Aim of the exercise: Check each line of the material, and show the ones that include the word "floodlight".

Data for this exercise:

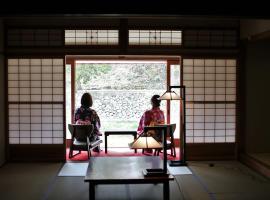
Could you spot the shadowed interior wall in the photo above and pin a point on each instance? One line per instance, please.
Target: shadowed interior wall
(2, 97)
(257, 96)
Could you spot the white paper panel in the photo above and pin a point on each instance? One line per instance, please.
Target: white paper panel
(13, 69)
(230, 139)
(198, 126)
(199, 70)
(189, 139)
(209, 62)
(209, 132)
(58, 98)
(199, 97)
(13, 91)
(220, 77)
(220, 98)
(13, 62)
(209, 126)
(24, 62)
(24, 90)
(45, 62)
(47, 98)
(24, 140)
(24, 133)
(58, 84)
(46, 77)
(57, 112)
(198, 62)
(46, 90)
(198, 139)
(57, 140)
(14, 133)
(230, 132)
(35, 140)
(209, 118)
(210, 77)
(24, 76)
(198, 91)
(58, 91)
(25, 69)
(219, 139)
(46, 141)
(59, 134)
(14, 140)
(36, 134)
(46, 111)
(189, 126)
(58, 77)
(24, 119)
(13, 83)
(35, 69)
(198, 118)
(198, 77)
(209, 139)
(35, 127)
(35, 77)
(12, 77)
(188, 69)
(230, 126)
(24, 127)
(230, 119)
(210, 70)
(47, 134)
(58, 120)
(47, 119)
(210, 91)
(46, 127)
(58, 127)
(14, 127)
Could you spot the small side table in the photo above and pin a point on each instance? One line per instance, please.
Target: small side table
(107, 133)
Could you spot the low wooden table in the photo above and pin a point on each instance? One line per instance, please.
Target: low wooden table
(124, 170)
(107, 133)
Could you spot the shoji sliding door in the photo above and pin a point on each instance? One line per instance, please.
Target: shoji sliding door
(211, 100)
(36, 109)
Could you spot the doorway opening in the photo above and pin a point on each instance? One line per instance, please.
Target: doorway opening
(121, 90)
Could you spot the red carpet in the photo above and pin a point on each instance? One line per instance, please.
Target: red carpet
(115, 152)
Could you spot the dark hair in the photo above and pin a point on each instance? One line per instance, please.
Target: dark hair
(155, 101)
(87, 100)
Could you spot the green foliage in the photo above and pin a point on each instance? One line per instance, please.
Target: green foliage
(87, 73)
(121, 76)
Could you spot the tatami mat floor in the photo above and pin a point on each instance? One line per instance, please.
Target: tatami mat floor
(225, 180)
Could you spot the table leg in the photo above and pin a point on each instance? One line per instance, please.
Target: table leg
(106, 143)
(91, 191)
(166, 190)
(135, 136)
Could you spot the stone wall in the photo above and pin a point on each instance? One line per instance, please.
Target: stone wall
(120, 104)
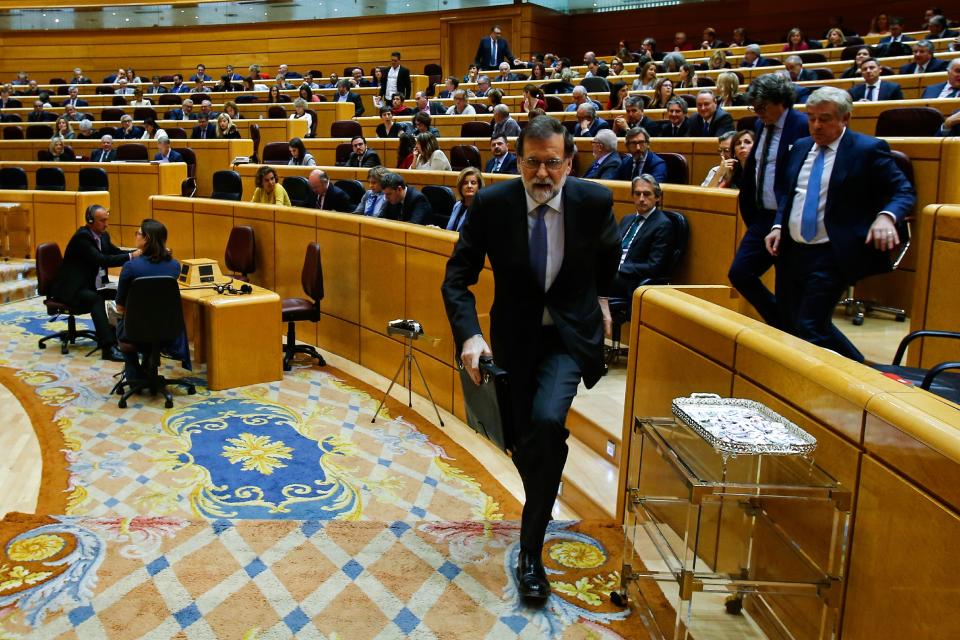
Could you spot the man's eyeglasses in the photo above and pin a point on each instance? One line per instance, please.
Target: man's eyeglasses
(553, 164)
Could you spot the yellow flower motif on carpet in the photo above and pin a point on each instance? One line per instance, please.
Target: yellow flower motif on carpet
(36, 548)
(257, 453)
(577, 555)
(582, 590)
(19, 576)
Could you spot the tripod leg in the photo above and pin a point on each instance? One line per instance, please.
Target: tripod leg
(384, 398)
(430, 395)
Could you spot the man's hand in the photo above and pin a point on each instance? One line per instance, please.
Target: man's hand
(772, 242)
(883, 233)
(473, 348)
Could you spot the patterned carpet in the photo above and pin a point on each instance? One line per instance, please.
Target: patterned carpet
(272, 511)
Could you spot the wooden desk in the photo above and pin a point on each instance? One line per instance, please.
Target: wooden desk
(238, 336)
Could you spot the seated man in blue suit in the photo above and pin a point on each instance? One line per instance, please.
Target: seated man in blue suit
(165, 153)
(950, 88)
(641, 160)
(606, 164)
(836, 221)
(647, 240)
(502, 161)
(587, 121)
(923, 60)
(874, 88)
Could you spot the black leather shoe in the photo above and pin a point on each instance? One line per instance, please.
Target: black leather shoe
(532, 580)
(111, 353)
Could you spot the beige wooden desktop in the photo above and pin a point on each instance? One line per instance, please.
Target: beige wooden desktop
(238, 336)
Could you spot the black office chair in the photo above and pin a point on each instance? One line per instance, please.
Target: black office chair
(298, 189)
(936, 379)
(620, 307)
(153, 319)
(13, 178)
(49, 261)
(353, 188)
(227, 185)
(51, 179)
(296, 309)
(441, 202)
(93, 179)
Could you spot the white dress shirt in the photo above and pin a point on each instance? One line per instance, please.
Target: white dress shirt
(800, 196)
(553, 218)
(769, 196)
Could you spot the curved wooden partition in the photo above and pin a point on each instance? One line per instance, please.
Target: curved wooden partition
(897, 448)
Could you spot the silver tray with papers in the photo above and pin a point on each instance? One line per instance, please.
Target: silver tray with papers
(737, 426)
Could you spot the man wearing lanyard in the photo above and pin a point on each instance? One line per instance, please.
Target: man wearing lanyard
(84, 271)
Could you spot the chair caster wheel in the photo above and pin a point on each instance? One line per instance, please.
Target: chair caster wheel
(619, 598)
(733, 605)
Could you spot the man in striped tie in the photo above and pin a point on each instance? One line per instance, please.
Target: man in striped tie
(836, 222)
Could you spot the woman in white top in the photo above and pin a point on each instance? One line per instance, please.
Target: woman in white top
(151, 131)
(460, 105)
(301, 113)
(299, 155)
(427, 154)
(648, 77)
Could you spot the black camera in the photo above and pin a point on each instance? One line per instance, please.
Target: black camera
(407, 328)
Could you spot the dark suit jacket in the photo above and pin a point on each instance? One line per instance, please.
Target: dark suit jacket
(415, 208)
(81, 262)
(355, 99)
(933, 66)
(97, 156)
(336, 200)
(509, 164)
(933, 91)
(888, 91)
(369, 159)
(403, 82)
(721, 123)
(865, 181)
(652, 164)
(482, 59)
(650, 252)
(211, 131)
(173, 157)
(596, 125)
(496, 228)
(794, 127)
(607, 170)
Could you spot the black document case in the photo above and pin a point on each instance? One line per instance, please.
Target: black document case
(488, 406)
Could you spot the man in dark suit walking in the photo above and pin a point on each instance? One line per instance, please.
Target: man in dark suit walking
(395, 79)
(404, 203)
(710, 120)
(835, 221)
(493, 50)
(361, 156)
(778, 127)
(85, 262)
(552, 243)
(647, 239)
(502, 161)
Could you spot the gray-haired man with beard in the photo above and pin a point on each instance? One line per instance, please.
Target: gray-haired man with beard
(552, 243)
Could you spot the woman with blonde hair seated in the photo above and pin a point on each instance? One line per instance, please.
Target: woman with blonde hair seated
(269, 190)
(728, 90)
(469, 182)
(226, 128)
(427, 154)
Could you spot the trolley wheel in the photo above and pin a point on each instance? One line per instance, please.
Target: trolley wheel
(619, 598)
(734, 605)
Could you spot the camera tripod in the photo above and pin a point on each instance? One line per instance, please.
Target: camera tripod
(407, 363)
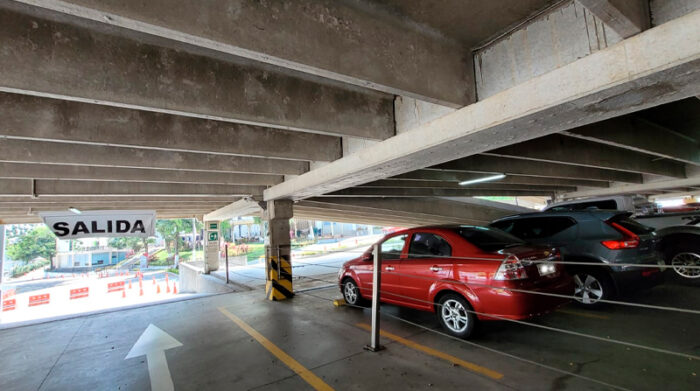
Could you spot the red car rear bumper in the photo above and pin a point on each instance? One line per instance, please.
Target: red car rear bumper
(526, 301)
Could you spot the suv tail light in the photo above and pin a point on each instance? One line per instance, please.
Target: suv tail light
(510, 269)
(629, 239)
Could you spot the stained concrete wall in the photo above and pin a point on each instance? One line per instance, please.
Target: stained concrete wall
(545, 43)
(663, 11)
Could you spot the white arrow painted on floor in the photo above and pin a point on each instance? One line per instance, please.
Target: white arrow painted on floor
(153, 343)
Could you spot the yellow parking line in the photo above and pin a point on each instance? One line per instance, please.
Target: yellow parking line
(293, 364)
(584, 314)
(436, 353)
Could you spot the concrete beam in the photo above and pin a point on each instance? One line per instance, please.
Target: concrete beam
(558, 148)
(402, 212)
(434, 176)
(496, 185)
(657, 66)
(33, 118)
(330, 39)
(99, 200)
(159, 215)
(26, 151)
(625, 17)
(159, 210)
(491, 165)
(430, 192)
(57, 171)
(631, 189)
(473, 209)
(244, 207)
(637, 134)
(10, 187)
(112, 205)
(54, 59)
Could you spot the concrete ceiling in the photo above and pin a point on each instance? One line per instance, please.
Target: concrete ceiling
(350, 107)
(470, 22)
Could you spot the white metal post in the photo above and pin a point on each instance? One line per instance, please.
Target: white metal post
(376, 284)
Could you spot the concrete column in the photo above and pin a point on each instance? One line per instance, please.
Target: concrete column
(278, 251)
(211, 247)
(2, 251)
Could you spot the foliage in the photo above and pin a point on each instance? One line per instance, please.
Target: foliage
(132, 243)
(18, 271)
(39, 242)
(171, 229)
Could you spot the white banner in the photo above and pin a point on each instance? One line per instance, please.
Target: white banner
(101, 223)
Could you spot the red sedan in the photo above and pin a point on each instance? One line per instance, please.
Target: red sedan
(463, 273)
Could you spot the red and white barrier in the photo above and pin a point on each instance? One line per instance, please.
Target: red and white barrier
(115, 286)
(9, 305)
(8, 293)
(79, 293)
(39, 299)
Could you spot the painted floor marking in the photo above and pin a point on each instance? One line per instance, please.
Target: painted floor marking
(293, 364)
(436, 353)
(584, 314)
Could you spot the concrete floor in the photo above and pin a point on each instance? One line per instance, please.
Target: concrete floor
(88, 353)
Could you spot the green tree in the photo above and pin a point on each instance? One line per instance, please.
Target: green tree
(39, 242)
(132, 243)
(170, 230)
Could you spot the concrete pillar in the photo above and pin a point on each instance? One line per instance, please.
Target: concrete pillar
(211, 247)
(278, 251)
(2, 252)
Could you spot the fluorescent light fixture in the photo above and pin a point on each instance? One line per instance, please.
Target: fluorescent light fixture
(484, 179)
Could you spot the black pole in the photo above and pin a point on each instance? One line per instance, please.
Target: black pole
(226, 253)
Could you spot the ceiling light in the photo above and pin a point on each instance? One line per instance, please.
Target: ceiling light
(484, 179)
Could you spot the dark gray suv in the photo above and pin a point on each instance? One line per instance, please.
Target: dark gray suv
(594, 236)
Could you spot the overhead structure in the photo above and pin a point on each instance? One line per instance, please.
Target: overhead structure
(388, 113)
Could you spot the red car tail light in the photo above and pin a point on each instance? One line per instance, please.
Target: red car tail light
(629, 240)
(510, 269)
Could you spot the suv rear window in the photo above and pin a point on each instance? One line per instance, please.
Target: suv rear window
(488, 239)
(535, 227)
(633, 225)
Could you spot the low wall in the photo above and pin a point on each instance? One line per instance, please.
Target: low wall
(193, 280)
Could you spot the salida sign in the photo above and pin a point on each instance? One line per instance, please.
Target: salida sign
(101, 223)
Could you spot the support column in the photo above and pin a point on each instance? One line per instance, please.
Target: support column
(211, 247)
(278, 251)
(2, 252)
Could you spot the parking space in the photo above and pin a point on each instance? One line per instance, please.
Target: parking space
(309, 338)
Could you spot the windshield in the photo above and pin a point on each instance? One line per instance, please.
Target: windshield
(488, 239)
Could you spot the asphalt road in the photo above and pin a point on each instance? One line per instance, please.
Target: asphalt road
(254, 275)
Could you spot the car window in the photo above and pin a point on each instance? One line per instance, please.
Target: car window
(425, 245)
(488, 239)
(392, 247)
(535, 228)
(632, 225)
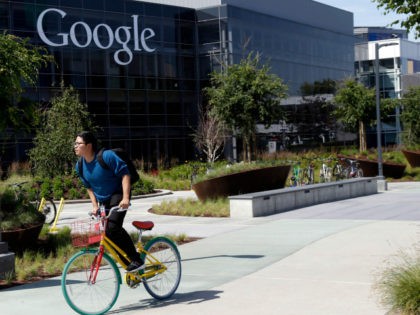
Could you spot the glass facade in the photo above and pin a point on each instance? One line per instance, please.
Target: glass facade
(296, 52)
(140, 66)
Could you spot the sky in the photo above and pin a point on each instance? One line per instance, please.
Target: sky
(366, 13)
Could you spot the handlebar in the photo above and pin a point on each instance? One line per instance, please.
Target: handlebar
(97, 215)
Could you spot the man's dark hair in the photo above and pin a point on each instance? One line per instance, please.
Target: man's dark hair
(89, 137)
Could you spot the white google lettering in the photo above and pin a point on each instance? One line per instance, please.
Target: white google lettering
(122, 36)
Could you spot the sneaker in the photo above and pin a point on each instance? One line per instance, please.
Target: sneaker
(135, 266)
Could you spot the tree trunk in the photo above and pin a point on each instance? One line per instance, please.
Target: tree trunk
(362, 137)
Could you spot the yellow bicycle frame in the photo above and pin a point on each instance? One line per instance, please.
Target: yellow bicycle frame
(153, 265)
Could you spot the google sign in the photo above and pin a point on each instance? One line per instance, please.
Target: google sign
(122, 35)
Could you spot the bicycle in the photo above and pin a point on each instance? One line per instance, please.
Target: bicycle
(44, 205)
(325, 173)
(308, 174)
(91, 279)
(352, 170)
(296, 178)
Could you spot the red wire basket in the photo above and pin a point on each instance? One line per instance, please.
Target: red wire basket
(85, 232)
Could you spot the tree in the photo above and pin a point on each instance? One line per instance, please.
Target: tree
(409, 8)
(355, 108)
(410, 117)
(19, 66)
(209, 136)
(53, 154)
(243, 95)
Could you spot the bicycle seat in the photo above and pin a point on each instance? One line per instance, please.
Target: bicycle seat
(143, 225)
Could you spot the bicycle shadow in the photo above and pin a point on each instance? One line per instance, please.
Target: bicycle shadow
(178, 298)
(224, 256)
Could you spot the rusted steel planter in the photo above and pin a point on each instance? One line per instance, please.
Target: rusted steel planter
(262, 179)
(20, 239)
(413, 157)
(370, 167)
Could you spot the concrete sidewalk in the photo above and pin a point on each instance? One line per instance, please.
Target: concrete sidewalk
(316, 260)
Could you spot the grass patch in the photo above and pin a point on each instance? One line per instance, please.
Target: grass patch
(193, 208)
(399, 285)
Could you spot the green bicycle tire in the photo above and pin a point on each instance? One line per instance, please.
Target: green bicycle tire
(163, 285)
(90, 299)
(50, 211)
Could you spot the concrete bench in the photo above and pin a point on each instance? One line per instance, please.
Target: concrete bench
(280, 200)
(7, 261)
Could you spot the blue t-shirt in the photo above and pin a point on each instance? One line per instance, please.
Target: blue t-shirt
(104, 182)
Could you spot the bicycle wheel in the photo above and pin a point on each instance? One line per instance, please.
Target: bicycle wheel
(80, 293)
(163, 285)
(50, 211)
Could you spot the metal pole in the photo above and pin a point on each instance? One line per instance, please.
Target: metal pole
(378, 113)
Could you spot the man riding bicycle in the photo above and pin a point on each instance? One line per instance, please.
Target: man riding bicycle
(109, 188)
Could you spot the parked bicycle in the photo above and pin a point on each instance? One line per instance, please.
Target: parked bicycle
(353, 170)
(44, 205)
(346, 168)
(325, 172)
(297, 175)
(309, 174)
(91, 279)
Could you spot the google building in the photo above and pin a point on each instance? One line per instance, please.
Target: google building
(140, 66)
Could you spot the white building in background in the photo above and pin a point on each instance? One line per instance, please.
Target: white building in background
(399, 68)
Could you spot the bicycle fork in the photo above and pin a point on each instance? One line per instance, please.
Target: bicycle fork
(96, 263)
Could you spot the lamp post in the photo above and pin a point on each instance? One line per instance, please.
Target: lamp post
(378, 108)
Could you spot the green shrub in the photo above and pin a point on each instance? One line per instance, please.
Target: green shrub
(399, 286)
(17, 212)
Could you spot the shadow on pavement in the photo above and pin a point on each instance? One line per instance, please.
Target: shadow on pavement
(185, 298)
(227, 256)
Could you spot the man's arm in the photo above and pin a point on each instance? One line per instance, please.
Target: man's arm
(92, 197)
(125, 202)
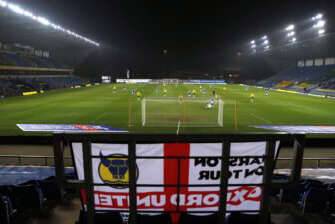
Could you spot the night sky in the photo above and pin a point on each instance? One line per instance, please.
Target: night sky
(199, 35)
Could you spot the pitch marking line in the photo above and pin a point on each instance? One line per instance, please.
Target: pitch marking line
(260, 118)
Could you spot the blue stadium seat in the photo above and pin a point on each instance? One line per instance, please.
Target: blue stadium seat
(315, 200)
(186, 218)
(242, 218)
(6, 210)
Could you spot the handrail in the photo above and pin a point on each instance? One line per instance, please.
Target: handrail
(46, 159)
(20, 158)
(317, 159)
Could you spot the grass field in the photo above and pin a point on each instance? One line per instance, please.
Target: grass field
(118, 108)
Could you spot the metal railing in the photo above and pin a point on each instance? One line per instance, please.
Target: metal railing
(133, 139)
(49, 160)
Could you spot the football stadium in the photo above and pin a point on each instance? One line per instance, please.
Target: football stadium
(143, 112)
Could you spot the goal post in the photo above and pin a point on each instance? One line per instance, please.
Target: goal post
(143, 108)
(181, 111)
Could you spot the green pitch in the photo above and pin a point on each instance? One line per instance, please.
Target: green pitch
(114, 105)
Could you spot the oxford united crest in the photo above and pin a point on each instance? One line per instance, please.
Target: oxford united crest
(113, 170)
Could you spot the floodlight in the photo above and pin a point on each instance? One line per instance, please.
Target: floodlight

Result:
Could you spot the floodlight in the photo above and pin a point on each instance? One line per instance, please.
Target: floodlight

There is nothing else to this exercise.